■ **Exercise description**: Turn every line of all the records below into a numbered list, omitting any blank lines.

☆ ☆ ☆ ☆ ☆

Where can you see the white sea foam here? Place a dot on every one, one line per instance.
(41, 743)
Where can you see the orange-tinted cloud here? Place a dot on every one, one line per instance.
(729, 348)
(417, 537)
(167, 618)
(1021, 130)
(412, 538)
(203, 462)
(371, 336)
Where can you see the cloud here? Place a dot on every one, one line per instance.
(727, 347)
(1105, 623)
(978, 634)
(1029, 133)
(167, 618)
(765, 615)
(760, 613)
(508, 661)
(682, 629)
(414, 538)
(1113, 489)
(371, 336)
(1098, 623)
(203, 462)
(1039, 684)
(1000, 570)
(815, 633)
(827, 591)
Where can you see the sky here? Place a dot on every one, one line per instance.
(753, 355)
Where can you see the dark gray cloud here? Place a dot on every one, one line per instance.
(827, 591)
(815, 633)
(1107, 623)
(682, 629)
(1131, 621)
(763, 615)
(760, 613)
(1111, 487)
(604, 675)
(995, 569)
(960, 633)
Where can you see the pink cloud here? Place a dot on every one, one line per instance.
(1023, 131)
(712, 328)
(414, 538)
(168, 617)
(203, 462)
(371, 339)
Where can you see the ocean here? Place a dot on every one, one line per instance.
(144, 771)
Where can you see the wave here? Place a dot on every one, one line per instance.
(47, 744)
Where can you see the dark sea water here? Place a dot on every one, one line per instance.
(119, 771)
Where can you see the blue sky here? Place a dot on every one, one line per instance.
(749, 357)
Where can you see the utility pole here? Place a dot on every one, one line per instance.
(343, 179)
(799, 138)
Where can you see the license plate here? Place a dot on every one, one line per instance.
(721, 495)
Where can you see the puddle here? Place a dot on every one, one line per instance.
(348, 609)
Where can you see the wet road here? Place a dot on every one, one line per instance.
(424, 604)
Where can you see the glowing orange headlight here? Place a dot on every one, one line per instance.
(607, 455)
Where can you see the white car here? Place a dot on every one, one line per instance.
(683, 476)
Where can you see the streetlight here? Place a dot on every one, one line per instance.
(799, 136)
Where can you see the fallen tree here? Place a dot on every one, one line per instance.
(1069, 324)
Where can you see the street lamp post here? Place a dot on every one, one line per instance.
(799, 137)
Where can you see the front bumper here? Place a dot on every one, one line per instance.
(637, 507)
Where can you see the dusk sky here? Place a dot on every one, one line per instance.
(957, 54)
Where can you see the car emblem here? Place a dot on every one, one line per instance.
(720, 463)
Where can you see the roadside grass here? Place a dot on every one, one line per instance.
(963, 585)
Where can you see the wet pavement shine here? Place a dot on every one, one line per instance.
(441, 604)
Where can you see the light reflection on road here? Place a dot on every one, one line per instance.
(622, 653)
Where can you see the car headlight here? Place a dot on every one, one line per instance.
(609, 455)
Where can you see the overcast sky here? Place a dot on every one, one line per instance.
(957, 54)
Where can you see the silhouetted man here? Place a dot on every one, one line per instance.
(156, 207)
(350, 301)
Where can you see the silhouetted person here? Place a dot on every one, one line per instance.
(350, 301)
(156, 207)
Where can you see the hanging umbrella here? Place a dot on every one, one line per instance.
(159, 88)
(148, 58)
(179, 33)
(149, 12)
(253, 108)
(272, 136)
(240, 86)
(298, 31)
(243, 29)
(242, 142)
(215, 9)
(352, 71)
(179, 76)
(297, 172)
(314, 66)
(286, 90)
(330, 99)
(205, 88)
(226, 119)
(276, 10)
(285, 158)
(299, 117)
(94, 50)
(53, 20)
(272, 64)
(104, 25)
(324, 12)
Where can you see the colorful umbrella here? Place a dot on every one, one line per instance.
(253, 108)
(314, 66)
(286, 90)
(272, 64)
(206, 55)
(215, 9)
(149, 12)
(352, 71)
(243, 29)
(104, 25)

☆ ☆ ☆ ☆ ☆

■ **Finished exercise**:
1. Where can you see the white sea foam here? Place a dot on every one, one line per instance.
2. (41, 743)
3. Where can you see the orange-tinted cloud here? Place a dot on every one, one line per instance.
4. (729, 348)
5. (417, 537)
6. (167, 618)
7. (1021, 130)
8. (412, 538)
9. (203, 462)
10. (371, 336)
11. Where can you see the cloud here? Place a dot on every one, one line per instance.
12. (727, 347)
13. (1105, 623)
14. (978, 634)
15. (1029, 133)
16. (167, 618)
17. (765, 615)
18. (760, 613)
19. (508, 661)
20. (682, 629)
21. (414, 538)
22. (1113, 489)
23. (371, 336)
24. (1098, 623)
25. (203, 462)
26. (1039, 684)
27. (1000, 570)
28. (815, 633)
29. (827, 591)
30. Where can you see the sky here? Place a dot on every one, one line per instance.
31. (753, 355)
32. Where can you see the dark gray cloud here? Place a dot on every one, one line per instance.
33. (827, 591)
34. (815, 633)
35. (1107, 623)
36. (682, 629)
37. (1131, 621)
38. (763, 615)
39. (760, 613)
40. (1111, 487)
41. (604, 675)
42. (995, 569)
43. (960, 633)
44. Where can you see the pink cloud here? Place a dot on every one, one line per instance.
45. (1023, 131)
46. (712, 328)
47. (414, 538)
48. (168, 617)
49. (203, 462)
50. (371, 339)
51. Where can you see the ocean here? Place a dot on every one, one line per instance.
52. (144, 771)
53. Where can you see the wave here? Place a dot on every one, one line per instance.
54. (47, 744)
55. Where can you see the dark sea water here? Place a dot on every one, one line per instance.
56. (119, 771)
57. Where can you see the blue sky here? Place a dot on every one, one line per instance.
58. (749, 357)
59. Where can you see the utility pole here? Place a dot on every one, one line per instance.
60. (343, 179)
61. (799, 138)
62. Where can you see the license plate here? Place a dot on every one, one line per instance.
63. (721, 495)
64. Where can you see the puddle here? Place a dot on every one, one line per instance.
65. (348, 609)
66. Where can you see the wet road here? Place a dot on every one, one line per instance.
67. (424, 604)
68. Where can you see the glowing orange headlight here? Place a dot on every one, one line per instance.
69. (607, 455)
70. Where can you see the white car here? Place a dot on every one, one line per instance.
71. (683, 476)
72. Where can you see the streetlight here? Place a dot on every one, one line per instance.
73. (799, 136)
74. Where can you see the fallen tree here? Place a dot on every one, one line per instance.
75. (1069, 324)
76. Where can you see the street lamp post here? Place a dot on every one, one line per instance.
77. (799, 137)
78. Where can you see the front bumper here? Place a dot on every one, one line per instance.
79. (637, 507)
80. Where can you see the dusk sky here? Place a dot on every one, one line per instance.
81. (957, 54)
82. Where can you see the car emblem here? Place a dot on every one, one line per instance.
83. (720, 463)
84. Where can you see the roadside grass here? Place a dot on every one, one line per instance.
85. (963, 585)
86. Where can you see the wet pavement shine here? Place a dot on every one, one line per instance.
87. (441, 604)
88. Where can you see the light reflection on road here? Place a dot on every one, one line per instance.
89. (622, 653)
90. Where can you see the car headlight here? Place a dot on every one, one line per instance.
91. (609, 455)
92. Where can you see the overcast sky here? Place a dot on every one, one line per instance.
93. (957, 54)
94. Where can you see the silhouetted man here? Place a dot on every one, one line per instance.
95. (156, 207)
96. (350, 301)
97. Where can you see the silhouetted person here? Place a dot on every one, one line per instance.
98. (350, 301)
99. (156, 207)
100. Where can you see the hanging umbrella here? Place a dot on every one, one line per instance.
101. (159, 88)
102. (148, 58)
103. (179, 33)
104. (149, 12)
105. (253, 108)
106. (272, 136)
107. (240, 86)
108. (298, 31)
109. (243, 29)
110. (242, 142)
111. (215, 9)
112. (352, 71)
113. (179, 76)
114. (297, 172)
115. (314, 66)
116. (286, 90)
117. (330, 99)
118. (205, 88)
119. (226, 119)
120. (276, 10)
121. (285, 158)
122. (299, 117)
123. (94, 50)
124. (53, 20)
125. (272, 64)
126. (104, 25)
127. (324, 12)
128. Where can you see the colorful umbrella here? Place a dot on every one, one line per instance.
129. (253, 108)
130. (314, 66)
131. (286, 90)
132. (272, 64)
133. (206, 55)
134. (215, 9)
135. (149, 12)
136. (352, 71)
137. (243, 29)
138. (104, 25)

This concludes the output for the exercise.